Творение есть милость. Перед этим положением в особенной мере хочется остановиться в благоговении, страхе и благодарности. Бог дозволяет быть отличной от себя реальности, он дозволяет ее в ее действительности, своеобразии и свободе. Существование творения наряду с Богом — это великая загадка и чудо, великий вопрос, на который мы должны и можем дать ответ — ответ, который дан нам в слове Бога. Это подлинный вопрос о существовании, который по существу и принципиальным образом отличается от покоящегося на заблуждении вопроса: «Существует ли Бог?» То, что есть мир, — это нечто в высшей степени неожиданное, это чудо милости Божьей. Разве дело не обстоит так, что мы, сталкиваясь с бытием и не в последнюю очередь со своим собственным бытием, можем лишь с удивлением констатировать, что это бытие истинно и действительно — ведь мне позволено быть, позволено быть миру, хотя он представляет собой отличную от Бога реальность, хотя мир в совокупности с человеком и потому и со мной самим не есть Бог? Бог в вышних, Отец, Всемогущий, Он не своекорыстен, Он дозволяет и другому быть, Он не только допускает бытие другого, Он не только разрешает бытие другого, Он дает ему его. Мы суть и небо и земля, суть в их кажущейся бесконечности, поскольку Бог дает им бытие. Таково великое содержание первого положения.
А это означает и следующее: так как Бог дозволяет этому миру иметь и свое бытие, свою действительность, своеобразие и свободу, то этот мир не есть сам Бог, как то постоянно утверждается в пантеистических заблуждениях. Дело не в том, что мы в какой‐то мере являемся Богом. Наше греховное заблуждение состоит в том, что мы «хотели бы быть как Бог». Дело, таким образом, не в том, что, как объясняет древний и новый гностицизм, Библия называет Сыном Бога то, что в своей основе есть сотворенный мир и что мир природы есть дитя Бога. Дело также не в том, что предполагается понимать мир как истечение, как эманацию из Бога, как нечто божественное, что исходит из Бога подобно тому, как вытекает поток из источника. Это было бы в действительности не творение, а какое‐то движение жизни Бога, какое‐то выражение Его самого. Творение же означает иное, оно подразумевает отличную от Бога реальность. И наконец, нельзя понимать мир как явление Бога, в результате чего Бог был бы в определенной мере идеей.

• Исходные данные:

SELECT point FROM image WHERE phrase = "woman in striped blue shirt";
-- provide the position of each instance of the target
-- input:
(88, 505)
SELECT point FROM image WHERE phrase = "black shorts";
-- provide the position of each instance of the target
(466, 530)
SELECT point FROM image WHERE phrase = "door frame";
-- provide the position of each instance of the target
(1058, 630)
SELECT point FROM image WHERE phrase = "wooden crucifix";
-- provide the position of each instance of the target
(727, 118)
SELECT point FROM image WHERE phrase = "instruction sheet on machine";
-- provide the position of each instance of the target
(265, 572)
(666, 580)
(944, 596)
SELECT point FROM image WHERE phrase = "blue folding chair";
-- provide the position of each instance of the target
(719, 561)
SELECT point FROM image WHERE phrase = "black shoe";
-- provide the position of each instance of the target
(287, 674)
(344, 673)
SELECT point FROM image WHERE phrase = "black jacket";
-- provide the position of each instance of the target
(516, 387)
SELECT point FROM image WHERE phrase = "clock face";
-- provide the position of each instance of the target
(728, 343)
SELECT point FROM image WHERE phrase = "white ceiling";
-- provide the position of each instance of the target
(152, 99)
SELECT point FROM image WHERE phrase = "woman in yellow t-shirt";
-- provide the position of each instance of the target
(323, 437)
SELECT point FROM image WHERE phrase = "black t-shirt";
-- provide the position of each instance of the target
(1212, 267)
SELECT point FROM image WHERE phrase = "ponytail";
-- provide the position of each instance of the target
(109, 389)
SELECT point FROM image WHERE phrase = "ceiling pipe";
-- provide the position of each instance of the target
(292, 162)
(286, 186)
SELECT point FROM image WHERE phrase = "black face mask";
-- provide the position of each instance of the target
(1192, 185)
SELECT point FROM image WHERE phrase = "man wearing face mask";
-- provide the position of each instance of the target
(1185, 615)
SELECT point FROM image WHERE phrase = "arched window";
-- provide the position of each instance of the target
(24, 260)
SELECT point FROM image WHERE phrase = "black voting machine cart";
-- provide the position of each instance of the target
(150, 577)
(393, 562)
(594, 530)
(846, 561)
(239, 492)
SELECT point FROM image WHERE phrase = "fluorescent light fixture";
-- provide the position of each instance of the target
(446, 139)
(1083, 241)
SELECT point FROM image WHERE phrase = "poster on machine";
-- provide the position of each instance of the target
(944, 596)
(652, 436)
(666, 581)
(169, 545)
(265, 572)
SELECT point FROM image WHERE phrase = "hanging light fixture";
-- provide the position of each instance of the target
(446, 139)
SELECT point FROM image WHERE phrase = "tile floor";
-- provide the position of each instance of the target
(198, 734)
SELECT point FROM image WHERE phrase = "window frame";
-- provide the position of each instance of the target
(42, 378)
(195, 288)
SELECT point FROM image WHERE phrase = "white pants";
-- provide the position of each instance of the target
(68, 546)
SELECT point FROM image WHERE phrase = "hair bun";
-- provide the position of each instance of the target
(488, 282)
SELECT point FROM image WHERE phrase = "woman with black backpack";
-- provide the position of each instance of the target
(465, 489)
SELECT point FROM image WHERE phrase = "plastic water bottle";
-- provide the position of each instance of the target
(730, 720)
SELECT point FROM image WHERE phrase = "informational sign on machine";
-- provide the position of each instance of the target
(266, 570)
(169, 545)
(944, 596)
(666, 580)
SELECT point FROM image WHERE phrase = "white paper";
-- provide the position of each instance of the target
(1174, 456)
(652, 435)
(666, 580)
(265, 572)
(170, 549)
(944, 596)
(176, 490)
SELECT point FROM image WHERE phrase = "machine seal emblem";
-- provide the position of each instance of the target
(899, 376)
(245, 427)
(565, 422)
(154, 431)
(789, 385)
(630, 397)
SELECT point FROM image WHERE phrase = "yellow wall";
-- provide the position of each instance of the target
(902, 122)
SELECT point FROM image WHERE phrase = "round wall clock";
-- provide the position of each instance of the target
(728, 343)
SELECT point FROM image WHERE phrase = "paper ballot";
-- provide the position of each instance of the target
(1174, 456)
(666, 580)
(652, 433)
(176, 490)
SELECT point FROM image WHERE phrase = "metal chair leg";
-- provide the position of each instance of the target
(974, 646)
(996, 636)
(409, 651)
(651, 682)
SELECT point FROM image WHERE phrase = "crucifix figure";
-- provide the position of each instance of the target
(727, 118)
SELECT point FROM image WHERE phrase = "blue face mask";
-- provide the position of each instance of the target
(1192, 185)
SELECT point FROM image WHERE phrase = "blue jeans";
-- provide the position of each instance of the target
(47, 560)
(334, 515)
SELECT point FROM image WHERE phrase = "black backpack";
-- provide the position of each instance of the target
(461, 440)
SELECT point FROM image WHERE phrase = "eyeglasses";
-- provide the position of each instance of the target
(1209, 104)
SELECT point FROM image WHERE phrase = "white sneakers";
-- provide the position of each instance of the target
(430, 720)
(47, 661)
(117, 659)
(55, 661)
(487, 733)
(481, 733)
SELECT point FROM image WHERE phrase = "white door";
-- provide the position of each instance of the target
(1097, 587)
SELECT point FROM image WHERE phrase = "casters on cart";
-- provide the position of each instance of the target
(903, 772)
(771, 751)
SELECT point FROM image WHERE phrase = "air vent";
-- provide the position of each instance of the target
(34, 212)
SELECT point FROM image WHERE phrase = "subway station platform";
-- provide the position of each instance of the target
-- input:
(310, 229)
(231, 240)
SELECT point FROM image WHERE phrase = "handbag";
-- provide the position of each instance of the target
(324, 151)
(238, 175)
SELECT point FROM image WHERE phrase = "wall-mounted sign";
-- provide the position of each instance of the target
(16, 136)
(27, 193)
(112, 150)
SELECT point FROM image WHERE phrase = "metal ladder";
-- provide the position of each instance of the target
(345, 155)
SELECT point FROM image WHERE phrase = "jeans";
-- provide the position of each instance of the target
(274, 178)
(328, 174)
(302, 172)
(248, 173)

• Условие задания: Напишите продолжение отрывка о творении как Божьей милости, начав сразу после его последнего предложения.

• Ответ:
Бог — единственный, кто обладает действительностью, сущностью и свободой, это одно, а другое — небо и земля, человек и космос. И это другое не есть Бог, оно есть через Бога. Это другое не имеет самостоятельного основания. Если бы дело обстояло таким образом, то мир обладал бы своим собственным принципом и был бы поэтому по отношению к Богу самостоятельным и независимым. При таком видении мира существование Бога могло бы иметь место, но это был бы далекий, отделившийся от мира Бог. Существовали бы два царства и два мира: с одной стороны, наш мир со своей собственной действительностью и закономерностями и, с другой стороны, его царство и его мир. Все это можно было бы нарисовать прекрасными и сочными красками, изобразить какое‐то отношение между потусторонним и посюсторонним, можно было бы порекомендовать человеку быть «в пути» отсюда туда. Однако такой мир не был бы миром, существующим через Бога, от Бога, целиком и полностью принадлежащим Ему и укорененным в Нем.
Нет, дозволяемое Богом миру — это тварная действительность, тварное своеобразие и тварная свобода. Творение «мир» владеет бытием. Мир не видимость, он есть, но есть как творение. Он может, ему позволено быть рядом с Богом, быть через Бога. Тварная действительность означает действительность на основе «creatio ex nihilo», творения из ничего. Там, где было ничто — даже не было какого‐либо правещества, — там стало нечто отличное от него. А поскольку нечто есть, поскольку мы есть благодаря божественной милости, мы не вправе ни на мгновение забывать, что в основе нашего бытия и бытия всего мира пребывает не только facere, но и божественное творение. Все, что вне Бога, постоянно удерживается над ничто Богом.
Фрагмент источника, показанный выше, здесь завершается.